REQUIRED TASK — Entries follow. Set all of them down as they stand.

>> start DATA SHOWN

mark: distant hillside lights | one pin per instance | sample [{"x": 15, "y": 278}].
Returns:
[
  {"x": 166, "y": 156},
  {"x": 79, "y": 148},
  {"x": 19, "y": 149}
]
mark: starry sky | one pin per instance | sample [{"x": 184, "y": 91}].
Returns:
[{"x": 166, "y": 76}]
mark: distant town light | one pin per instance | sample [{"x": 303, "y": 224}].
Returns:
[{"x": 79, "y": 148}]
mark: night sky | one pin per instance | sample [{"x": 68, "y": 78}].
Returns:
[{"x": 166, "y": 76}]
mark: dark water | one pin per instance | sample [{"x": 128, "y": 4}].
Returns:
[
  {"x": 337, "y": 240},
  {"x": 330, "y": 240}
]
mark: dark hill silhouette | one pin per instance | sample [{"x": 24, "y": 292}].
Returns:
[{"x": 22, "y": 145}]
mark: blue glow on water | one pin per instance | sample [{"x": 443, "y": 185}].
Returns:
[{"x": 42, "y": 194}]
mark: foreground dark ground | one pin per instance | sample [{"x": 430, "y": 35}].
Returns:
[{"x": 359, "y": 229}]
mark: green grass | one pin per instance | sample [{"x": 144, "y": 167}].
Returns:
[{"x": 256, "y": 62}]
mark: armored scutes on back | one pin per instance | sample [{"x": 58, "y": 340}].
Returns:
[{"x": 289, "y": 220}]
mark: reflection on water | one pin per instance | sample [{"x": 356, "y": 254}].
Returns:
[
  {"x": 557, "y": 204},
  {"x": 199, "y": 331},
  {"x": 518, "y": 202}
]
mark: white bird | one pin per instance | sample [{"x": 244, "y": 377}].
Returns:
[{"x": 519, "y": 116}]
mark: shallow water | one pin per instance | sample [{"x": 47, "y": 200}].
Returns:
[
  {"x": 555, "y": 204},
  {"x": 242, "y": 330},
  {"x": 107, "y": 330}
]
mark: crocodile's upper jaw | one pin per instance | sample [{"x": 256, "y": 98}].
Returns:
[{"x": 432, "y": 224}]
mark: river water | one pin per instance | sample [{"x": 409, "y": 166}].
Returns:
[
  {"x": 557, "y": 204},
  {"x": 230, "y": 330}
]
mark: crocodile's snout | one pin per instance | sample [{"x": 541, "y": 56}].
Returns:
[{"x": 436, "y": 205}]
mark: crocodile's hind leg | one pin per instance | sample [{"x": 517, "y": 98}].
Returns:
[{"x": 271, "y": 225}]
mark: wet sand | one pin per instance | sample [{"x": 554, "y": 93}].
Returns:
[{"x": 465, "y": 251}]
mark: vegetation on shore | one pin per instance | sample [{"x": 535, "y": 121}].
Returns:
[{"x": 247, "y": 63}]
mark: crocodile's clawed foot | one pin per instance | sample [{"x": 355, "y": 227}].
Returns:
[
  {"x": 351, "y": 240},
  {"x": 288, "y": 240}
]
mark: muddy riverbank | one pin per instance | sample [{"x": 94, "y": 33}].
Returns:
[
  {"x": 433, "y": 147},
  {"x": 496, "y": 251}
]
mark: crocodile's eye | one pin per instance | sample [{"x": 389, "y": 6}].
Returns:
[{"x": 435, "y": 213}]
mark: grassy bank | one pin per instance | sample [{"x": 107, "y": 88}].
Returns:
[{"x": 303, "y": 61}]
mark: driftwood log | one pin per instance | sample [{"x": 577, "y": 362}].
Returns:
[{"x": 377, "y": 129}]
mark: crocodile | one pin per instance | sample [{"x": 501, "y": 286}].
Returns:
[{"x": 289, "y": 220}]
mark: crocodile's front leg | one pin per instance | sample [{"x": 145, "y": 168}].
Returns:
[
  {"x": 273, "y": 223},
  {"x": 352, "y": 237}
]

>> end DATA SHOWN

ANSWER FOR THIS EXERCISE —
mark: distant hillside lights | one pin per instance | sample [{"x": 15, "y": 278}].
Returns:
[
  {"x": 166, "y": 156},
  {"x": 79, "y": 148},
  {"x": 19, "y": 149}
]
mark: starry sky | one pin per instance | sample [{"x": 184, "y": 91}].
Returns:
[{"x": 166, "y": 76}]
mark: distant town light | one pin per instance | sample [{"x": 303, "y": 224}].
Returns:
[{"x": 79, "y": 148}]
mark: night sky | one pin per instance | sample [{"x": 68, "y": 78}].
Returns:
[{"x": 166, "y": 76}]
mark: dark water | one pin per instance | sample [{"x": 128, "y": 4}].
Returns:
[
  {"x": 337, "y": 240},
  {"x": 330, "y": 240}
]
mark: dark hill silhouette | one pin per instance | sample [{"x": 24, "y": 292}].
Returns:
[{"x": 22, "y": 145}]
mark: blue glow on water | one pin per instance | sample [{"x": 443, "y": 185}].
Returns:
[{"x": 42, "y": 194}]
mark: foreground dark ground | one pin per instance | sample [{"x": 430, "y": 35}].
Returns:
[{"x": 359, "y": 229}]
mark: green grass | one pin per instance | sample [{"x": 144, "y": 167}].
Returns:
[{"x": 256, "y": 62}]
mark: armored scutes on back | one pin per instance | sample [{"x": 58, "y": 340}].
Returns:
[{"x": 289, "y": 220}]
mark: reflection on water | one pin per instance | sample [{"x": 356, "y": 254}].
Returns:
[
  {"x": 557, "y": 204},
  {"x": 199, "y": 331},
  {"x": 518, "y": 202}
]
mark: white bird | one pin per instance | sample [{"x": 244, "y": 377}].
Returns:
[{"x": 519, "y": 116}]
mark: shallow water | one pin per instance | sample [{"x": 47, "y": 200}].
Returns:
[
  {"x": 555, "y": 204},
  {"x": 242, "y": 330},
  {"x": 107, "y": 330}
]
mark: crocodile's upper jaw | one pin per instance | sample [{"x": 256, "y": 98}].
Returns:
[{"x": 432, "y": 224}]
mark: river water | one pin per instance | sample [{"x": 409, "y": 166}].
Returns:
[
  {"x": 557, "y": 204},
  {"x": 230, "y": 330}
]
mark: crocodile's snout | one pin per instance | sample [{"x": 541, "y": 56}].
Returns:
[{"x": 436, "y": 205}]
mark: crocodile's hind leg | one pin per instance | sample [{"x": 517, "y": 98}].
Returns:
[{"x": 271, "y": 225}]
mark: wet sand | one pin per instance | sample [{"x": 554, "y": 93}].
Returns:
[{"x": 465, "y": 251}]
mark: vegetation on shore | one pin per instance | sample [{"x": 535, "y": 121}].
Returns:
[{"x": 247, "y": 63}]
mark: crocodile's clawed foot | one pin per instance | sample [{"x": 355, "y": 227}].
Returns:
[
  {"x": 351, "y": 240},
  {"x": 288, "y": 240}
]
mark: muddy riverbank | one pin per instance | sample [{"x": 94, "y": 33}].
Returns:
[
  {"x": 433, "y": 147},
  {"x": 496, "y": 251}
]
mark: crocodile's eye | one pin per instance | sample [{"x": 389, "y": 6}].
Returns:
[{"x": 435, "y": 213}]
mark: grassy bank | one pin per instance | sample [{"x": 107, "y": 88}].
Returns:
[{"x": 303, "y": 61}]
mark: driftwood log | one pin per instance | sample [{"x": 577, "y": 362}].
Returns:
[{"x": 377, "y": 129}]
mark: crocodile | one pin per instance | sample [{"x": 501, "y": 286}].
Returns:
[{"x": 289, "y": 220}]
mark: crocodile's front leg | one pin per instance | sample [{"x": 145, "y": 168}].
Returns:
[
  {"x": 273, "y": 223},
  {"x": 352, "y": 237}
]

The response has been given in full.